**Exercise instructions:** Format all of the data below as a JSON list of strings with one string per line, omitting blank lines and leaving out the pictures.

**Record set:**
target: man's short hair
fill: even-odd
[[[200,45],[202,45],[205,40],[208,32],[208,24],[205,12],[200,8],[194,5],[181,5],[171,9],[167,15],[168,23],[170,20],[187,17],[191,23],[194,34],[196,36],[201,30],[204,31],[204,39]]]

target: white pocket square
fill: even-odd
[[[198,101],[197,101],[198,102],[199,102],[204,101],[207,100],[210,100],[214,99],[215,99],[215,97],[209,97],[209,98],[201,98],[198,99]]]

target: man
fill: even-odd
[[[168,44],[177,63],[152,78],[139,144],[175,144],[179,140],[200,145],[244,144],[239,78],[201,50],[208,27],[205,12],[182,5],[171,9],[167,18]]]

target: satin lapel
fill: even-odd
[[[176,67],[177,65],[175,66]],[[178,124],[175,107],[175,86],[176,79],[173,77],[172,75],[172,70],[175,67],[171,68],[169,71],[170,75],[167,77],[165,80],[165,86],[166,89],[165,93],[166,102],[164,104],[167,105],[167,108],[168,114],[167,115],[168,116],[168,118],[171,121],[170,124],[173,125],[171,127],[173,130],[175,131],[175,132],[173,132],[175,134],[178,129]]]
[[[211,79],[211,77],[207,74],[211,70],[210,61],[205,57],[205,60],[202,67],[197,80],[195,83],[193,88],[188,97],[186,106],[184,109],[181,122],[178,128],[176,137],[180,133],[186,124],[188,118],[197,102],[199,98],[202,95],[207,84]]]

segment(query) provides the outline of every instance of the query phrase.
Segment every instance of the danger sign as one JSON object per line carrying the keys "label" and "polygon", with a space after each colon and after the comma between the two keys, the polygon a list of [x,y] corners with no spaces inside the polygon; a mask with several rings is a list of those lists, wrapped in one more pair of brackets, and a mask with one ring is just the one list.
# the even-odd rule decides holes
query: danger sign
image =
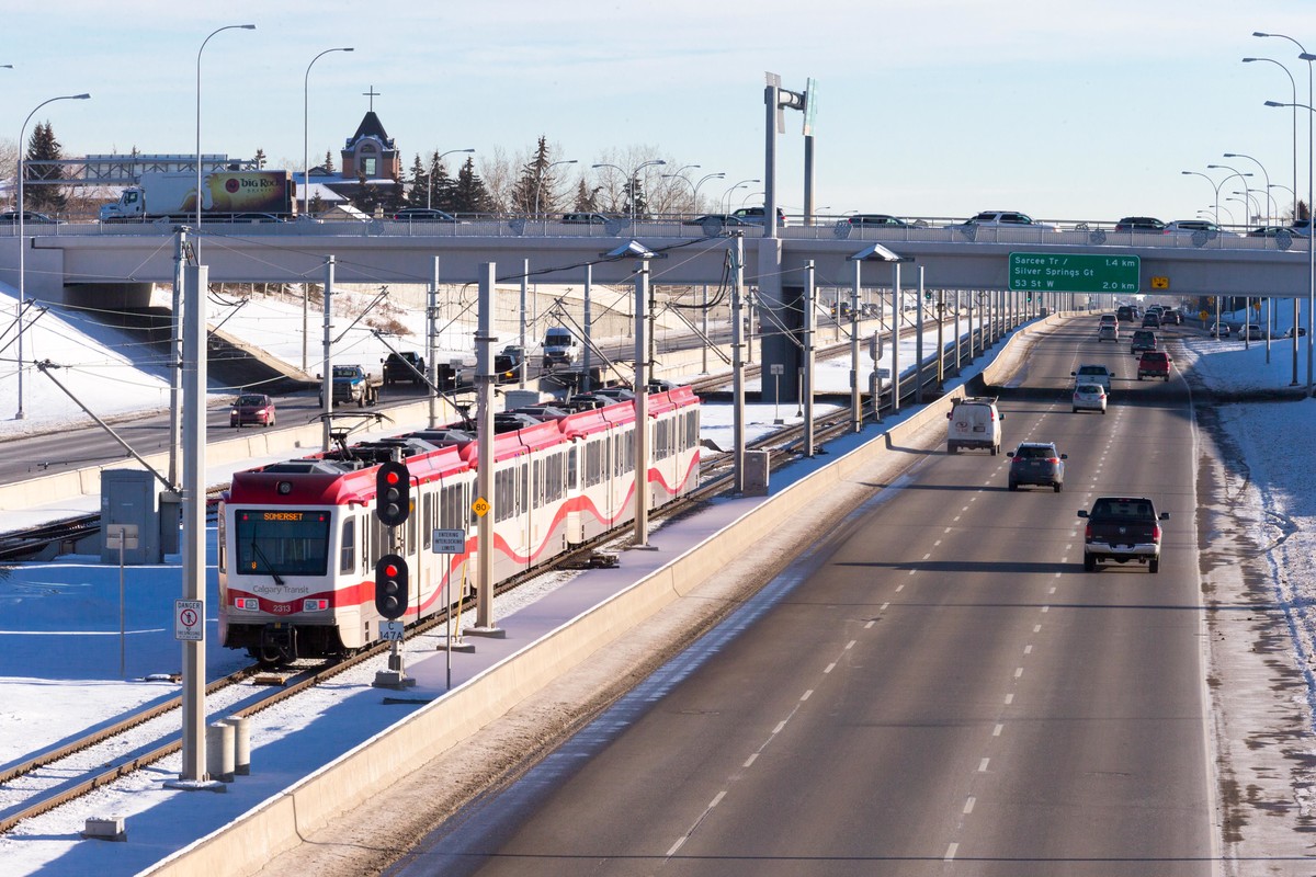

**Expected output:**
[
  "target: man's short hair",
  "fill: even-odd",
  "[[[200,45],[202,45],[205,40],[208,32],[208,24],[205,12],[200,8],[194,5],[181,5],[171,9],[167,15],[168,23],[170,20],[187,17],[191,23],[194,34],[196,36],[201,30],[204,31],[204,39]]]",
  "target: white pocket square",
  "fill: even-odd",
  "[[[198,101],[197,101],[198,102],[199,102],[204,101],[207,100],[210,100],[214,99],[215,99],[215,97],[209,97],[209,98],[201,98],[198,99]]]",
  "target: man",
  "fill: even-odd",
  "[[[168,44],[177,63],[152,78],[139,144],[175,144],[179,140],[200,145],[244,144],[239,78],[201,50],[208,27],[205,12],[182,5],[171,9],[167,18]]]",
  "target: satin lapel",
  "fill: even-odd",
  "[[[176,67],[177,65],[175,66]],[[178,124],[175,107],[175,86],[176,79],[173,77],[172,75],[172,70],[175,67],[171,68],[169,71],[170,75],[167,77],[165,80],[165,86],[166,89],[165,93],[166,102],[164,104],[167,105],[167,108],[168,114],[167,115],[168,116],[168,118],[171,121],[170,124],[173,125],[171,127],[173,130],[175,131],[175,132],[173,132],[175,134],[178,129]]]",
  "[[[211,79],[211,77],[207,74],[211,70],[210,61],[205,57],[205,60],[202,67],[197,80],[195,83],[193,88],[188,97],[186,106],[184,109],[181,122],[178,128],[176,137],[180,133],[186,124],[188,118],[197,102],[199,98],[202,95],[207,84]]]",
  "segment(query) provides the outline of every instance of the query phrase.",
  "Segment every instance of the danger sign as one JSON object per line carrying the keys \"label\" and \"polygon\", with a space after each colon and after the comma between the two keys, the polygon a list of [x,y] corners with no spaces inside the polygon; a mask with several rings is a list of those lists, wrapped in one more pair of brackets, and a mask with one ring is just the one list.",
  "# the even-odd rule decides holes",
  "query: danger sign",
  "image ="
]